Image object location listing:
┏━━
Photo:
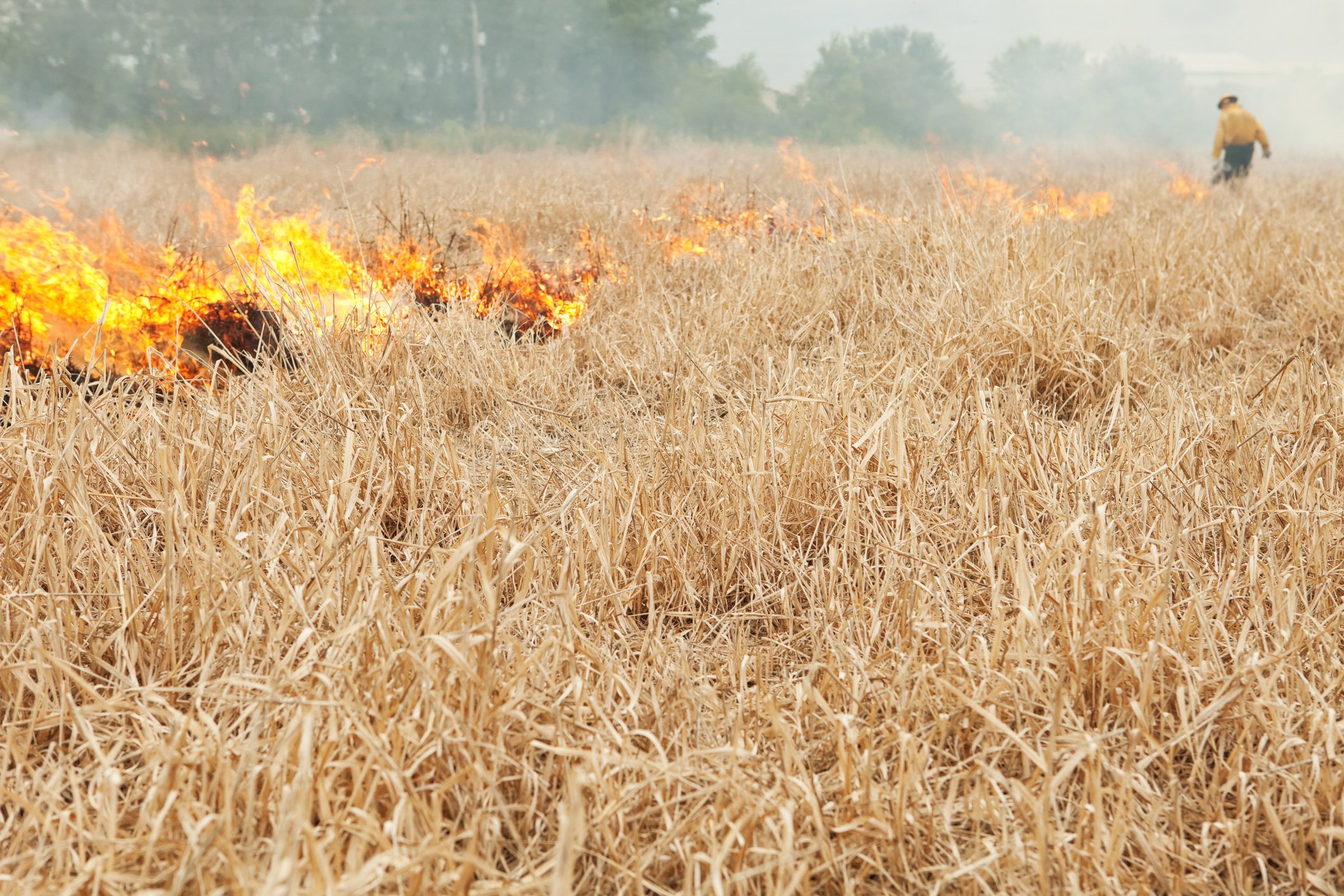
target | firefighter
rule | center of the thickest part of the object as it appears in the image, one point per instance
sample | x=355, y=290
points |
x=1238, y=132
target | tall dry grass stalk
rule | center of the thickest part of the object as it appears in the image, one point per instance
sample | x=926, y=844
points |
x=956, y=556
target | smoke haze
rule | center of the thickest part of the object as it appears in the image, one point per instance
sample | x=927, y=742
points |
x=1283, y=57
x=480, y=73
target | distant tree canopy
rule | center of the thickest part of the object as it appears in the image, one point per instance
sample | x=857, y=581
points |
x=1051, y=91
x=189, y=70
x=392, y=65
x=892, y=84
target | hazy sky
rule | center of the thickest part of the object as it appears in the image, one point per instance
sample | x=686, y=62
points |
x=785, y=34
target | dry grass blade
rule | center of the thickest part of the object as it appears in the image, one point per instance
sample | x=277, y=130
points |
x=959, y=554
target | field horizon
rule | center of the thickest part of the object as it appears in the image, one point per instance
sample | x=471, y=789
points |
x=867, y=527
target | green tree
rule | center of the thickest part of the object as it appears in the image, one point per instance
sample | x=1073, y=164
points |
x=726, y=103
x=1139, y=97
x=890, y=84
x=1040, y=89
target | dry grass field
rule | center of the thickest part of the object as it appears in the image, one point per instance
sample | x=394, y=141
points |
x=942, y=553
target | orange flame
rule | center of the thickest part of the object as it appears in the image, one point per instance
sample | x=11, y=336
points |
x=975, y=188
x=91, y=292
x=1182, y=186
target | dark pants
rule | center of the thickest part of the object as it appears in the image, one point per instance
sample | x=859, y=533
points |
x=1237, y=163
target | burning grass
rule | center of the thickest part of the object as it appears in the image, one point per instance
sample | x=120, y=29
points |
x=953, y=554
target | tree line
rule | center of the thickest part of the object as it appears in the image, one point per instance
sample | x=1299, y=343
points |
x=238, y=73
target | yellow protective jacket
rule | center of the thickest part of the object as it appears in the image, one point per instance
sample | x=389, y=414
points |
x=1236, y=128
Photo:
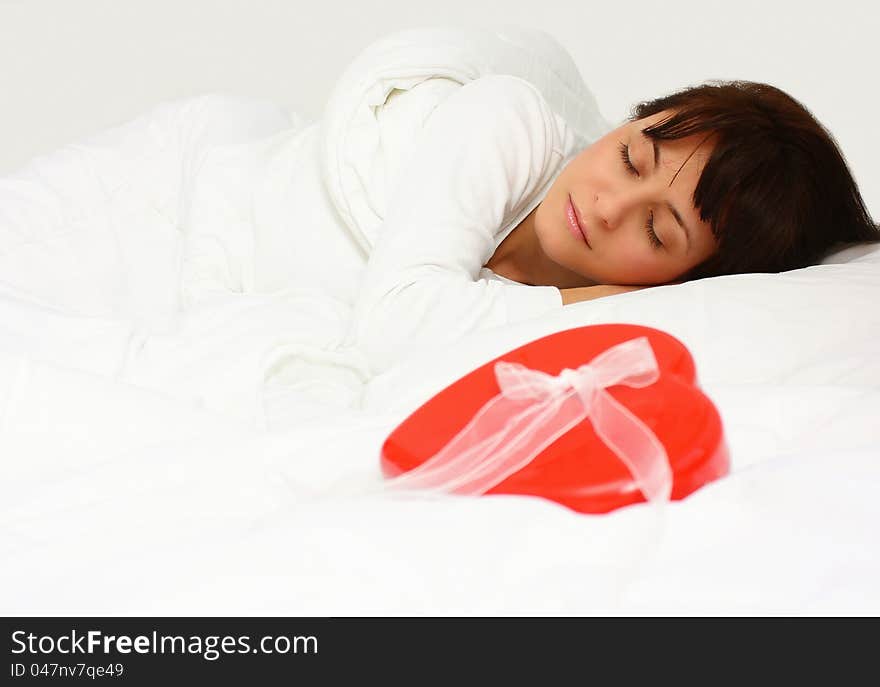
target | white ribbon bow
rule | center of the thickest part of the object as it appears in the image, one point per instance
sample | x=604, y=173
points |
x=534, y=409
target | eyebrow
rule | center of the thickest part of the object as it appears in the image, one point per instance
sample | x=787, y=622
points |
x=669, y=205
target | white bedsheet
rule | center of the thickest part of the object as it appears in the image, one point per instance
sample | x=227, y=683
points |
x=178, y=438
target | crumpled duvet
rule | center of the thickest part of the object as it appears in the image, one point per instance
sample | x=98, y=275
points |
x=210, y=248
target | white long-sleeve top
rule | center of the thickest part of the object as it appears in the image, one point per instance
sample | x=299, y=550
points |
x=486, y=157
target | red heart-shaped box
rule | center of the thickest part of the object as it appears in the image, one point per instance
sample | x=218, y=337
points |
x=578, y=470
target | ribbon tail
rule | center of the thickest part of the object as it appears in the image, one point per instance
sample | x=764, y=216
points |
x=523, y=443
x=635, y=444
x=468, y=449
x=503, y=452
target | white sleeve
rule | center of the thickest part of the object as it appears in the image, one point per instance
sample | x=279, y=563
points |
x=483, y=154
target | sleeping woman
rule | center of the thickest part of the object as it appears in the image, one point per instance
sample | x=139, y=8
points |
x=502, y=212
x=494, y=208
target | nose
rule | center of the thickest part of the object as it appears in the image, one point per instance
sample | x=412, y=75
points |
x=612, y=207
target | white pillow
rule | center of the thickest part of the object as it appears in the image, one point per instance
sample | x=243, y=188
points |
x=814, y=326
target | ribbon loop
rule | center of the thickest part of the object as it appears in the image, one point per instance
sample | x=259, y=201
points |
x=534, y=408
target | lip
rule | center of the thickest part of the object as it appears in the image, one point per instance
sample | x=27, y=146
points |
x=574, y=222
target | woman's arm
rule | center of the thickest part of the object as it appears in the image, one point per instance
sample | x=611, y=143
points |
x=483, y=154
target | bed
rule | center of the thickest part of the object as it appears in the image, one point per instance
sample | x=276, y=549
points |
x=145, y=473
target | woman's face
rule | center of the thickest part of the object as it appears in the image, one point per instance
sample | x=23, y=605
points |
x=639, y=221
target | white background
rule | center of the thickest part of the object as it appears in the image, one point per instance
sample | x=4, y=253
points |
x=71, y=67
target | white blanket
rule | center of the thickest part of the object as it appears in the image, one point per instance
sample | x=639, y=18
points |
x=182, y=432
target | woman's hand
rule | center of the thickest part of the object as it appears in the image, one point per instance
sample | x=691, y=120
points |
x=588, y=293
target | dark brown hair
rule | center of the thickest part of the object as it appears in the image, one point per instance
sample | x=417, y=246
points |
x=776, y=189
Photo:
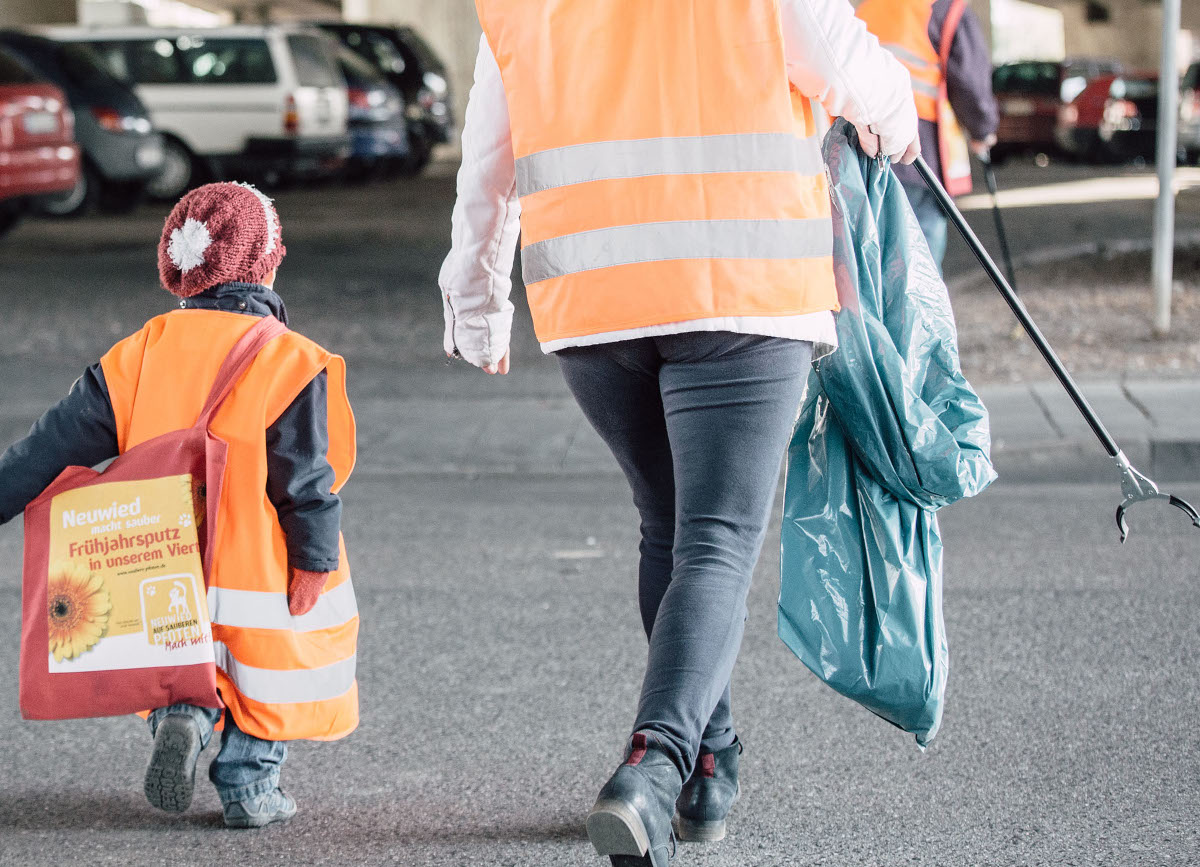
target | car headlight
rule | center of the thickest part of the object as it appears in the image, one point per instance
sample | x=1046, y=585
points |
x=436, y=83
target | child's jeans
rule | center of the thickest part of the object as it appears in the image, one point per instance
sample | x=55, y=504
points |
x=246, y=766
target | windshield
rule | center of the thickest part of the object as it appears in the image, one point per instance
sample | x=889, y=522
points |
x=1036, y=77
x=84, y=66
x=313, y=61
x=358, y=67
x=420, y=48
┗━━
Print every line of the listing above word for word, leaving out the pictures.

Photo:
target | firefighter
rule | center of the thickest part of the object as it appears in the image, one point per instance
sample | x=355, y=290
points |
x=1238, y=132
target | tall dry grass stalk
rule | center of the thickest part of the object as it appears in the image, one point per instance
sample | x=926, y=844
points |
x=956, y=556
target | smoke haze
rule | center of the thickest part of the object as it appears in the image, one point per instance
sample | x=927, y=742
points |
x=1283, y=57
x=480, y=73
target | distant tree canopy
rule | center of the thickest part of the object as it appears in the image, one point per instance
sample | x=857, y=581
points |
x=1051, y=91
x=189, y=70
x=392, y=65
x=892, y=84
target | hazy sky
rule | center of the thickest part of the object as it appears in the image, one point per instance
sample | x=686, y=62
points |
x=785, y=34
target | dry grass blade
rule | center of the thickest part of the object as it appears in the image, one point per instance
sample | x=277, y=130
points |
x=959, y=554
target | field horizon
rule | center of the thickest part of the object as it appears in the image, one point per instance
sample | x=471, y=789
points |
x=867, y=527
target | green tree
rule | center of the thickest part of the object as it appears in the image, one point per instance
sample | x=1073, y=164
points |
x=726, y=103
x=1139, y=97
x=890, y=84
x=1040, y=89
target | dry grass field
rule | center of the thickest part of the object as it appears in the image, one point per instance
sample | x=394, y=141
points |
x=942, y=553
target | orange flame
rule | center of the thickest part of the object as it appears in the image, one point per instance
sample | x=11, y=336
points |
x=975, y=188
x=91, y=292
x=1182, y=186
target | dark pants
rule | center of the thickest part of the object as it appears in the image, one point per instance
sample | x=859, y=533
points |
x=1237, y=163
target | burning grass
rule | center of the thickest part of the object as it appears in the image, one point per instance
sample | x=120, y=29
points |
x=953, y=554
target | tree line
rule | center of the thickest part of the object as it appears in the image, one point per instance
sample | x=1299, y=343
points |
x=238, y=73
target | yellow protective jacket
rule | center of the thickest part of the object as it appears in the image, one point per instance
sample | x=389, y=414
points |
x=1236, y=128
Photo:
target | white ribbon bow
rule | center of the thickest part of the object as it appears in the image, one point per instance
sample | x=604, y=173
points |
x=534, y=409
target | eyebrow
rule | center of the thickest part of the object as it appears in the image, one point per instance
sample | x=787, y=622
points |
x=669, y=205
target | white bedsheet
rule | center of the thickest part of the object as it appears in the image, one point per instance
sample | x=227, y=683
points |
x=178, y=438
target | crumpled duvet
rule | center of the thickest part of the object as it appears in the image, one point per instance
sample | x=98, y=275
points |
x=210, y=248
target | white long-sleeve top
rule | center of the thickest part of the object as it appears in the image, one point per instance
sample | x=299, y=550
points |
x=486, y=157
target | red heart-shaped box
rule | center of the thickest part of the object as it appears in the image, one point per instance
sample | x=218, y=337
points |
x=578, y=470
target | ribbon tail
rule | center of the thickest part of the object as it appears in the image, one point per instance
sample | x=764, y=216
points |
x=523, y=443
x=635, y=444
x=468, y=449
x=503, y=452
target | white sleeve
rule | center of the thickest part of the object as it appears in the image, one point per instance
sample | x=279, y=563
points |
x=483, y=154
target | sleeping woman
rule | center of the thickest part of the object as it appears in the image, one point per instance
sample | x=139, y=8
points |
x=502, y=212
x=494, y=208
target | nose
rule | center of the thickest part of the object as it appears in the image, one point per instance
sample | x=412, y=75
points |
x=612, y=207
target | white pillow
rule | center of the thickest part of the object as it appears in the image, one point per instance
sample | x=243, y=188
points |
x=814, y=326
target | ribbon loop
rule | center of the thickest part of the object as it appears in the image, one point per instance
sample | x=259, y=201
points |
x=534, y=408
target | lip
rule | center of the thickest part of the object as it appears in the image, one point per instance
sample | x=27, y=146
points |
x=574, y=222
target | woman's arm
rule | center of the thickest part of the object as it appears in the image, one point per instance
sample | x=611, y=143
points |
x=483, y=154
target | bed
rule | center of the thickest part of the object as it appears in the image, one point per instance
sample | x=276, y=549
points |
x=145, y=473
target | woman's face
rule | center of the thickest part of the object as it appears in the image, one point per instance
sample | x=23, y=605
points |
x=639, y=221
target | white background
rule | center of the thickest part of the object as it appears in the image, one point per instance
sample | x=4, y=253
points |
x=71, y=67
target | white blanket
rule | center of the thickest part of the object as it appears in the image, one point per instance
sample | x=639, y=18
points |
x=182, y=432
target | woman's hand
rule | center of the thickest part of the object as it appears in the image, one point per instance
sample | x=691, y=120
points |
x=588, y=293
target | dark brown hair
rule | center of the thickest part of the object as it appears in the image, one point per instance
sample | x=417, y=246
points |
x=776, y=189
Photo:
target | car headlight
rule | center of the thickest part of the object as it appears in the image, one point per instance
sample | x=1046, y=585
points |
x=436, y=83
target | child's jeans
rule | center of the thickest part of the object as it appears in the image, one point per instance
sample | x=55, y=504
points |
x=246, y=766
target | windshield
rule | center of the thickest part of the object as it appears in the image, one point per instance
sample | x=889, y=522
points |
x=1036, y=77
x=84, y=66
x=313, y=61
x=358, y=67
x=420, y=48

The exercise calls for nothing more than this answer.